* _REQUIREMENT_: Please continue the passage on scarlet fever and strep A infections from its final sentence onward.

Officials say another 9,945 have been added to those reported between September 12 and December 11, due to the volume of infections since November.

The additional reported infections mean the number of confirmed cases for the period, 17,695, is 128% higher than previously thought. These are only infections that have been confirmed by tests done by doctors. This is significantly higher than the 2,538 at the same point in 2017 and 2018, the last time the figures were comparatively higher.

UKHSA said that a week later, between December 11 and December 18, another 9,482 scarlet fever infections were reported to the agency, bringing them to 27,177.

That means the total is now higher than in 2017 and 2018, with another two weeks’ worth of reports to be published by the government.

The UKHSA said the increase in cases was “taking longer to appear in our published data after notifications of scarlet fever cases have been processed”.

A total of 16 children under the age of 18 have died from invasive group A streptococcus (iGAS), otherwise known as strep A.

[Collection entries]
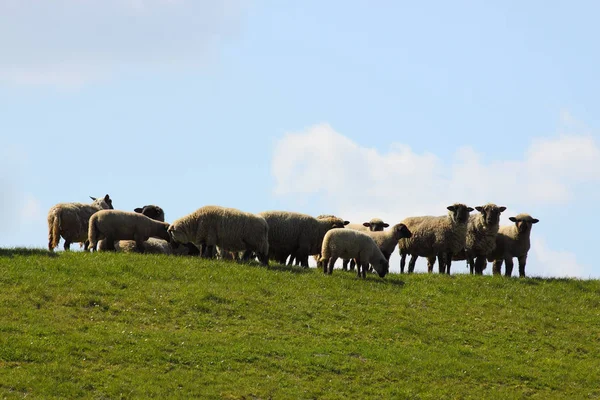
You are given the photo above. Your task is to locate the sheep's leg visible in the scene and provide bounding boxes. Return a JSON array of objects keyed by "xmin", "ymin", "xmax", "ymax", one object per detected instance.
[
  {"xmin": 436, "ymin": 253, "xmax": 446, "ymax": 274},
  {"xmin": 361, "ymin": 262, "xmax": 369, "ymax": 279},
  {"xmin": 492, "ymin": 258, "xmax": 504, "ymax": 275},
  {"xmin": 475, "ymin": 256, "xmax": 486, "ymax": 275},
  {"xmin": 327, "ymin": 257, "xmax": 337, "ymax": 275},
  {"xmin": 342, "ymin": 260, "xmax": 350, "ymax": 271},
  {"xmin": 518, "ymin": 255, "xmax": 527, "ymax": 278},
  {"xmin": 408, "ymin": 254, "xmax": 418, "ymax": 274},
  {"xmin": 319, "ymin": 258, "xmax": 329, "ymax": 274},
  {"xmin": 504, "ymin": 257, "xmax": 514, "ymax": 277},
  {"xmin": 445, "ymin": 253, "xmax": 452, "ymax": 275}
]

* _ANSWER_:
The bacteria cause scarlet fever, which can then develop into a more serious invasive infection.

Scarlet fever can cause flu-like symptoms, including a high temperature, sore throat, and swelling of the glands in the neck, which can appear as a large lump on the side of the neck.

The rash appears 12 to 48 hours later.

Parents are advised to contact 111 or a GP surgery if a child has symptoms. It may also include nausea and vomiting.

New severe shortage protocols were issued to pharmacists last week in an effort to help those experiencing supply problems with penicillin.

Chemists widely reported problems in getting hold of liquid penicillin and amoxicillin due to increased demand. Children who have scarlet fever or strep A are often prescribed antibiotics. Industry people have also noticed the increase in prices.

Pharmacists can now prescribe an alternative antibiotic or formulation of penicillin, such as tablets.